#### CHALLENGE:
Swap "instance" for "occurrence" in the stretch from the line containing "Spot the dresser" through the line containing "Spot the pink dresser". Give back only those lines, with everything else left unchanged.

#### RECORDS TO PROCESS:
..............................
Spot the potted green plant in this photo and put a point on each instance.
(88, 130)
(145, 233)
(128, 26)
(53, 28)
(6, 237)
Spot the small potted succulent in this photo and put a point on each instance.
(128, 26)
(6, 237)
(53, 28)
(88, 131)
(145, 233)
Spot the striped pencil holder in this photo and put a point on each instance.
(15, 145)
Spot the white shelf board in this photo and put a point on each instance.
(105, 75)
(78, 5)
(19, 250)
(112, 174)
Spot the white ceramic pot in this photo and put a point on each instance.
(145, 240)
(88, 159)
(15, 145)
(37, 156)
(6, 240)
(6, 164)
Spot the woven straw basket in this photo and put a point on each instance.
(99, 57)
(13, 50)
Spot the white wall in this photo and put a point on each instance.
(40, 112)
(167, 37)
..............................
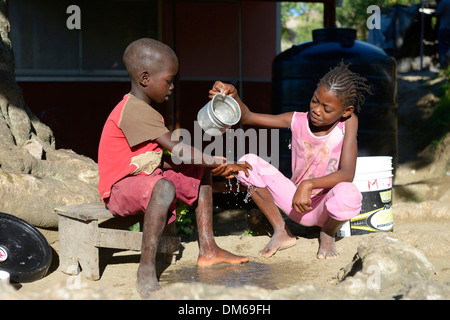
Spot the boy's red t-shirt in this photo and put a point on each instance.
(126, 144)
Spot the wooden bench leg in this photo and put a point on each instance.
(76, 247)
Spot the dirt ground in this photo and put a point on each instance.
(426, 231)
..............................
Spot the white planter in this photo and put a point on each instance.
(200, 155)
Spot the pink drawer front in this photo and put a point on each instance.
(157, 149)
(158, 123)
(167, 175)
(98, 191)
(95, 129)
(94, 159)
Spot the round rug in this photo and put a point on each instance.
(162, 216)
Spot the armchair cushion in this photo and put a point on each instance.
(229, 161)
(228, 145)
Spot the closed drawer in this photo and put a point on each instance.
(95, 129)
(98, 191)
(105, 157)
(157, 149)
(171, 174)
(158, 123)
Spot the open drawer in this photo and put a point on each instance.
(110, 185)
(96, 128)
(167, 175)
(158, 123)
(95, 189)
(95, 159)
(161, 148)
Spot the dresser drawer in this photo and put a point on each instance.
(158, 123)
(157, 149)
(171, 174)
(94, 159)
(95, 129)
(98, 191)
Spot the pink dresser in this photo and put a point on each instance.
..............................
#### RESULT:
Spot the dresser drawer in this photo and put a point on each occurrence.
(158, 123)
(157, 149)
(171, 174)
(94, 159)
(95, 129)
(98, 191)
Spot the pink dresser in this photo and put a point on each occurrence.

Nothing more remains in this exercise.